## Problem requirements
Present the data below as a numbered list with one entry per line, leaving out any blank lines.

## Entries shown

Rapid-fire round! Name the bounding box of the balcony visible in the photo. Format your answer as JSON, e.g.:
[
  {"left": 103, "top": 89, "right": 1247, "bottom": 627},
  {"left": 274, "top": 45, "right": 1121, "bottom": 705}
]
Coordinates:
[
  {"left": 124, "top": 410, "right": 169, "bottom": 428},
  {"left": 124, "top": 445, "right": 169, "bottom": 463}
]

## Output of the exercise
1. Rapid-fire round! Name the bounding box of the balcony visible in the photo. Format your answer as JSON, e.g.:
2. [
3.   {"left": 103, "top": 89, "right": 1247, "bottom": 627},
4.   {"left": 274, "top": 45, "right": 1121, "bottom": 705}
5. ]
6. Coordinates:
7. [
8.   {"left": 124, "top": 410, "right": 169, "bottom": 428},
9.   {"left": 124, "top": 445, "right": 169, "bottom": 463}
10. ]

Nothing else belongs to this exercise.